## [YOUR TASK]
Your answer should be the records below, repeated exactly as they stand.

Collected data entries
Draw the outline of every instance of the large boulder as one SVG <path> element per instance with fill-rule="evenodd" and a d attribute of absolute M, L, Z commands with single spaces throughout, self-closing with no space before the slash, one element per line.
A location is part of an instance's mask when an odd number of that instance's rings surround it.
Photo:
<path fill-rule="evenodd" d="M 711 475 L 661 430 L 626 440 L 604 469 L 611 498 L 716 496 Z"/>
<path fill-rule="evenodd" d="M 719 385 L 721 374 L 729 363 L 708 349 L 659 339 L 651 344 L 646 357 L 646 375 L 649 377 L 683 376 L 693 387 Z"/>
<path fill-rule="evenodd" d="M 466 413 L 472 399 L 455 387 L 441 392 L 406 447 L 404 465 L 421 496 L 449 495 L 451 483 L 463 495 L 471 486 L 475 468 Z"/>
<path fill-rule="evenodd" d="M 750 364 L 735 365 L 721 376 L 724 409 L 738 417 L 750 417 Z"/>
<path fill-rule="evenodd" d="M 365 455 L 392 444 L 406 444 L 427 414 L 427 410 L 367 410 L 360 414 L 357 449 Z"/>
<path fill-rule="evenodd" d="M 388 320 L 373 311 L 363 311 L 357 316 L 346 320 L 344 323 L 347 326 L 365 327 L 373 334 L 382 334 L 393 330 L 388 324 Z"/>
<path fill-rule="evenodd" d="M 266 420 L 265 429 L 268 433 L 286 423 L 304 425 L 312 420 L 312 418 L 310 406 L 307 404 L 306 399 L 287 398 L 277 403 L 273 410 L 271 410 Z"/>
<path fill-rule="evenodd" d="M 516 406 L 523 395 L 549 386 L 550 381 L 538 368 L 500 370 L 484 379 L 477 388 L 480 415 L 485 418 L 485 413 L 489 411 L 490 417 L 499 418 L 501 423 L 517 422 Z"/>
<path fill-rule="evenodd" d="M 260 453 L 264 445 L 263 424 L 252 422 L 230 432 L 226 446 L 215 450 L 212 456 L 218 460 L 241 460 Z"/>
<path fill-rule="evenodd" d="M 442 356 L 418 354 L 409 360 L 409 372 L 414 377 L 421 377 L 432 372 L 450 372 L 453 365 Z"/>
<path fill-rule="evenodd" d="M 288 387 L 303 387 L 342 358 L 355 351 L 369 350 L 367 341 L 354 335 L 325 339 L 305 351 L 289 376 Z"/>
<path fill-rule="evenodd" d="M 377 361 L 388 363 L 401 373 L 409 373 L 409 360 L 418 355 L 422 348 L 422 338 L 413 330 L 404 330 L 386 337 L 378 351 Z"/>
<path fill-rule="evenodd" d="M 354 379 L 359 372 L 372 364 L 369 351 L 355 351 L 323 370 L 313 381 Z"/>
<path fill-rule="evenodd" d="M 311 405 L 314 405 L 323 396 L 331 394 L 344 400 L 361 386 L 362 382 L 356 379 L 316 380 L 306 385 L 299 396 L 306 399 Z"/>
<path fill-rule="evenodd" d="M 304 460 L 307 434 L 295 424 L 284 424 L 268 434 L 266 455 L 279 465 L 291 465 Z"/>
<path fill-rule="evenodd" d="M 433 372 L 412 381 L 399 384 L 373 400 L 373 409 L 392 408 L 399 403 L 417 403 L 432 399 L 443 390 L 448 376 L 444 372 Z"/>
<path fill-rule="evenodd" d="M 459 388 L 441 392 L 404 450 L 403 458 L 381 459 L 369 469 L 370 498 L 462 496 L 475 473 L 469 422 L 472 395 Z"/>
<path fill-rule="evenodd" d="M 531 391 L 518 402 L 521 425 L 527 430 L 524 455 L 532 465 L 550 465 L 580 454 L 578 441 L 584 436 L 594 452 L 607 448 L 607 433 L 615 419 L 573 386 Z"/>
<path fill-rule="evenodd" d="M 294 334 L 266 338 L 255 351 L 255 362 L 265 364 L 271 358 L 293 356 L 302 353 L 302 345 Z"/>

## [FINAL ANSWER]
Draw the outline of every instance of the large boulder as one SVG <path> element per instance with fill-rule="evenodd" and a d attribute of absolute M, L, Z commands with single spaces throughout, self-closing with no space before the slash, one element per line.
A location is part of an instance's mask when an odd number of that instance's rings surround it.
Photo:
<path fill-rule="evenodd" d="M 711 475 L 661 430 L 626 440 L 604 469 L 611 498 L 716 496 Z"/>
<path fill-rule="evenodd" d="M 719 385 L 721 374 L 729 363 L 708 349 L 659 339 L 651 344 L 646 357 L 646 375 L 649 377 L 683 376 L 693 387 Z"/>
<path fill-rule="evenodd" d="M 466 413 L 472 399 L 455 387 L 441 392 L 406 447 L 404 465 L 421 496 L 449 495 L 451 483 L 463 495 L 471 486 L 475 468 Z"/>
<path fill-rule="evenodd" d="M 750 364 L 735 365 L 721 376 L 724 409 L 738 417 L 750 417 Z"/>
<path fill-rule="evenodd" d="M 365 455 L 392 444 L 406 444 L 427 414 L 427 410 L 367 410 L 360 414 L 357 449 Z"/>
<path fill-rule="evenodd" d="M 388 320 L 373 311 L 363 311 L 357 316 L 346 320 L 344 323 L 347 326 L 365 327 L 373 334 L 382 334 L 393 330 L 388 324 Z"/>
<path fill-rule="evenodd" d="M 266 420 L 265 429 L 268 433 L 286 423 L 304 425 L 312 420 L 312 418 L 310 406 L 307 404 L 306 399 L 287 398 L 277 403 L 273 410 L 271 410 Z"/>
<path fill-rule="evenodd" d="M 516 406 L 523 395 L 549 386 L 550 381 L 538 368 L 500 370 L 484 379 L 477 388 L 480 415 L 485 418 L 485 413 L 489 411 L 490 417 L 499 418 L 501 423 L 517 422 Z"/>
<path fill-rule="evenodd" d="M 260 453 L 264 445 L 263 424 L 252 422 L 230 432 L 226 446 L 215 450 L 212 456 L 218 460 L 241 460 Z"/>
<path fill-rule="evenodd" d="M 442 356 L 418 354 L 409 360 L 409 372 L 414 377 L 421 377 L 432 372 L 450 372 L 453 365 Z"/>
<path fill-rule="evenodd" d="M 288 387 L 303 387 L 342 358 L 355 351 L 369 350 L 367 341 L 354 335 L 325 339 L 305 351 L 289 376 Z"/>
<path fill-rule="evenodd" d="M 377 361 L 388 363 L 401 373 L 409 373 L 409 360 L 418 355 L 422 348 L 422 338 L 413 330 L 404 330 L 386 337 L 378 351 Z"/>
<path fill-rule="evenodd" d="M 354 379 L 359 372 L 372 364 L 369 351 L 355 351 L 323 370 L 313 381 Z"/>
<path fill-rule="evenodd" d="M 311 405 L 314 405 L 323 396 L 331 394 L 344 400 L 361 386 L 362 382 L 356 379 L 316 380 L 306 385 L 299 396 L 306 399 Z"/>
<path fill-rule="evenodd" d="M 304 460 L 307 434 L 295 424 L 284 424 L 268 434 L 266 455 L 279 465 L 291 465 Z"/>
<path fill-rule="evenodd" d="M 433 372 L 412 381 L 399 384 L 373 400 L 373 409 L 392 408 L 399 403 L 417 403 L 432 399 L 443 390 L 448 376 L 444 372 Z"/>
<path fill-rule="evenodd" d="M 459 388 L 441 392 L 404 450 L 403 458 L 381 459 L 369 469 L 370 498 L 462 496 L 475 473 L 469 422 L 472 395 Z"/>
<path fill-rule="evenodd" d="M 531 391 L 518 402 L 521 425 L 527 430 L 524 455 L 532 465 L 550 465 L 580 454 L 578 441 L 584 436 L 594 452 L 607 448 L 607 433 L 615 419 L 573 386 Z"/>
<path fill-rule="evenodd" d="M 294 334 L 266 338 L 255 351 L 255 362 L 265 364 L 271 358 L 293 356 L 302 353 L 302 345 Z"/>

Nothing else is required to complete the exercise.